> Exercise details
Gather the lines below that include the string "grass", copying each in full.

> Data supplied
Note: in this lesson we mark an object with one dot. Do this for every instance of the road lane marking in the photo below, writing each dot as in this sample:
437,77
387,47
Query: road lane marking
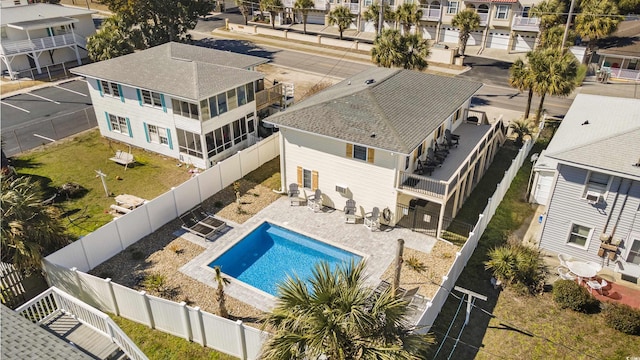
69,90
44,137
44,98
15,107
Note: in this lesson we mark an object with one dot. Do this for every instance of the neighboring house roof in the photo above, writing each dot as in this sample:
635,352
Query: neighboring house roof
22,339
599,132
23,13
186,71
625,41
401,107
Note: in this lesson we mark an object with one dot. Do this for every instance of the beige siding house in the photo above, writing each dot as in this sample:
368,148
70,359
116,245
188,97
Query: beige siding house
371,138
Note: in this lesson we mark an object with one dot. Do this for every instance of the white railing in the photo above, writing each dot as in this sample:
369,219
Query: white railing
54,301
39,44
525,23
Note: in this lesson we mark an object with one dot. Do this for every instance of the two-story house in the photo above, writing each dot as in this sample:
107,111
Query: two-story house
37,35
593,211
191,103
363,138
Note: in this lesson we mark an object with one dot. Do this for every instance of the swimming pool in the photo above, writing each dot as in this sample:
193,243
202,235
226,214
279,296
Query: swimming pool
269,253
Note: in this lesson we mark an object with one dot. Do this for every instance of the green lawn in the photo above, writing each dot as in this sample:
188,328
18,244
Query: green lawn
159,345
76,159
517,326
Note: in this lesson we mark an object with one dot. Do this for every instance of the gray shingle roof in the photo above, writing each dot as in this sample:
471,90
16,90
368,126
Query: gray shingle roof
18,14
610,141
21,339
401,108
187,71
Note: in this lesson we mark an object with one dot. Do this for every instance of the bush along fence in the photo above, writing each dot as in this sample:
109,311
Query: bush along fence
462,257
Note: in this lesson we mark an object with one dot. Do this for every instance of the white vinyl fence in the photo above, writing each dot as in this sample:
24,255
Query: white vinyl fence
462,257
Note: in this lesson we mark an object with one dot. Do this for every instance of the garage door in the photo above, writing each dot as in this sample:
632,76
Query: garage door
524,42
543,187
450,35
497,40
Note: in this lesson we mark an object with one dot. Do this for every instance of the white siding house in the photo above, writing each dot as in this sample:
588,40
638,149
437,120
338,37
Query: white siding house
593,211
363,139
190,103
37,35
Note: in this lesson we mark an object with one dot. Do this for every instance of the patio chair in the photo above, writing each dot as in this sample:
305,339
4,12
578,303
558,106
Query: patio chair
372,219
350,212
315,201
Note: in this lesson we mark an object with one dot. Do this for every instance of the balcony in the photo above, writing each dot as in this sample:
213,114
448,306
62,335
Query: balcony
521,23
40,44
430,14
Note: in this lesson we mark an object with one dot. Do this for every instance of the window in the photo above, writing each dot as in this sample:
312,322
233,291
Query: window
189,143
579,235
596,182
119,124
185,109
502,12
151,98
157,135
453,7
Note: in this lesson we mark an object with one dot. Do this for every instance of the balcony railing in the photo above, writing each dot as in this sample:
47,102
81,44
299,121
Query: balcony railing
430,14
525,23
55,301
39,44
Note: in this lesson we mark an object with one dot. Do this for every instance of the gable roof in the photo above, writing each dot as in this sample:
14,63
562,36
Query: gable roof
186,71
31,12
22,339
401,107
600,132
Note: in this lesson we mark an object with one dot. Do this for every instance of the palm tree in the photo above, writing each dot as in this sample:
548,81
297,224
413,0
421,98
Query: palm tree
407,15
520,77
221,281
554,72
341,17
273,7
522,128
29,229
598,19
304,6
467,21
340,318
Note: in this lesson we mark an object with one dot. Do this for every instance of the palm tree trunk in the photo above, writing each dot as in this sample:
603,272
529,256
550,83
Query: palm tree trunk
540,107
528,109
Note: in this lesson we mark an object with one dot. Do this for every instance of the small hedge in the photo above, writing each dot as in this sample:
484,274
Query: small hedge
569,295
622,317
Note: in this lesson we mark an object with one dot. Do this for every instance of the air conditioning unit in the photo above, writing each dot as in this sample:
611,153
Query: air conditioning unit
341,189
593,197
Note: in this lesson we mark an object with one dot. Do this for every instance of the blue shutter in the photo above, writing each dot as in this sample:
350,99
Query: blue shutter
121,94
146,132
129,127
106,114
169,139
164,105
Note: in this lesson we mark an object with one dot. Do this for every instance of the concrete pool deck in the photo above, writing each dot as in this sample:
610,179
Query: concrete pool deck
378,248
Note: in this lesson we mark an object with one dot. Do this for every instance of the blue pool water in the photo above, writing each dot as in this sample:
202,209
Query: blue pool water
268,254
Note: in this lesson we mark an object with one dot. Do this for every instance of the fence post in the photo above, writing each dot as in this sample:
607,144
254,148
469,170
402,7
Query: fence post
185,321
241,340
147,309
112,295
200,325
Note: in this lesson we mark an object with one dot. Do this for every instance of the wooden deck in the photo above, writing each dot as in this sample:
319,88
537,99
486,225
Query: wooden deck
83,337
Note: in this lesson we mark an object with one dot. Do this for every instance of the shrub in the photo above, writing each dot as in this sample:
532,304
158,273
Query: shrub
622,317
568,294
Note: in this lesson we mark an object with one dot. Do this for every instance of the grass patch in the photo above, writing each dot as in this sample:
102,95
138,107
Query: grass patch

> Solution
Note: in this lesson we mark an object with one dot. Do this for every instance of the grass patch in the photo above, writing each dot as in this sample:
Query: grass patch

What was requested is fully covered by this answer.